■ Data supplied
---
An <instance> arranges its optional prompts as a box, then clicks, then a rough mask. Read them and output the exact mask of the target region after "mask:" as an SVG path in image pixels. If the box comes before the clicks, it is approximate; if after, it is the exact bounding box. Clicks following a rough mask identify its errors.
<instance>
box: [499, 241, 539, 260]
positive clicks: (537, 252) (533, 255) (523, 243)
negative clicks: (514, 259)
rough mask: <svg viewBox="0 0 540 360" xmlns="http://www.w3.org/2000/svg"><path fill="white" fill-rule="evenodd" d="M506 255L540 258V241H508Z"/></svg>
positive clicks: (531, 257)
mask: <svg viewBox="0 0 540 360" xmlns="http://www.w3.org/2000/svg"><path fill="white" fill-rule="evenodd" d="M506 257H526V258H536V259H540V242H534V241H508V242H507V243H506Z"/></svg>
---
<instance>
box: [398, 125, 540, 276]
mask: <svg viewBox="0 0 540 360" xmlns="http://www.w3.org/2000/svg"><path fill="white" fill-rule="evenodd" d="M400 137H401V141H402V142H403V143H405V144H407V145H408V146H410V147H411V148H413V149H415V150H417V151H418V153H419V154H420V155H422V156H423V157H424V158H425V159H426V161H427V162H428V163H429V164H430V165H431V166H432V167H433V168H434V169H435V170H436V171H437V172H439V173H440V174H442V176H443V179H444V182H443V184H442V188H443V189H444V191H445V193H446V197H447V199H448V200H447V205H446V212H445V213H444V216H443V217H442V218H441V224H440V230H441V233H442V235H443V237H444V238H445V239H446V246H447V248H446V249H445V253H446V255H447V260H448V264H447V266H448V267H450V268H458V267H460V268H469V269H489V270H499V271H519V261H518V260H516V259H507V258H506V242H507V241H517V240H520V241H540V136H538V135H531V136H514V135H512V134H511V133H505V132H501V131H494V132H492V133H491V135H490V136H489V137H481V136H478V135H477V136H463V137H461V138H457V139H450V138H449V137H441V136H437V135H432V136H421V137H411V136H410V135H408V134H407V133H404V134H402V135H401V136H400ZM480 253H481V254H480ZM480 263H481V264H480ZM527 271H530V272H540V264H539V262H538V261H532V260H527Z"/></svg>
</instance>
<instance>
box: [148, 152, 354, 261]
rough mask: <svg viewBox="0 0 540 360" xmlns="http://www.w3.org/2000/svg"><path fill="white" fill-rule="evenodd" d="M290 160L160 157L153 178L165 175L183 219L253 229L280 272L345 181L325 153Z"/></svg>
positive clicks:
---
What is the number of lines above that contain the word "rough"? Answer with that number only.

■ Exercise answer
3